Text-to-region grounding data
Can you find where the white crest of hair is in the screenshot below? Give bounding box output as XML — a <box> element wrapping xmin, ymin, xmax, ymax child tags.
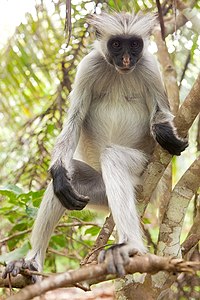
<box><xmin>90</xmin><ymin>11</ymin><xmax>157</xmax><ymax>40</ymax></box>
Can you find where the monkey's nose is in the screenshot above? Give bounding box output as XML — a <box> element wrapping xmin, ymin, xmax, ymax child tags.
<box><xmin>122</xmin><ymin>54</ymin><xmax>131</xmax><ymax>67</ymax></box>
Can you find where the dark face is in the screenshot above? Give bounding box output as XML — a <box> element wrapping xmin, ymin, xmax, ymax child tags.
<box><xmin>107</xmin><ymin>35</ymin><xmax>144</xmax><ymax>74</ymax></box>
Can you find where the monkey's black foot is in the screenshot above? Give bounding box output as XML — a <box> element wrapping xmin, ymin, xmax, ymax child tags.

### What is expected
Your reply should restate the data above word for word and contain no pictures.

### Result of this task
Can you find where the white crest of hair is in the screenshot below? Give bounding box output as XML — a <box> element wrapping xmin, ymin, xmax, ymax child tags.
<box><xmin>90</xmin><ymin>11</ymin><xmax>157</xmax><ymax>40</ymax></box>
Can you find where the monkey's nose is in the screenshot above? Give bounding box output as XML — a <box> element wrapping xmin, ymin, xmax, ymax child tags.
<box><xmin>122</xmin><ymin>54</ymin><xmax>131</xmax><ymax>67</ymax></box>
Can you find where the dark face is in the screenshot above? Give bounding box output as XML — a <box> element wrapping xmin, ymin, xmax, ymax child tags.
<box><xmin>107</xmin><ymin>35</ymin><xmax>144</xmax><ymax>74</ymax></box>
Can you find where the monkey's black foot is in the screenshot above? Give bounding box output as XML — a <box> element wrapping xmin, ymin, xmax, ymax child tags.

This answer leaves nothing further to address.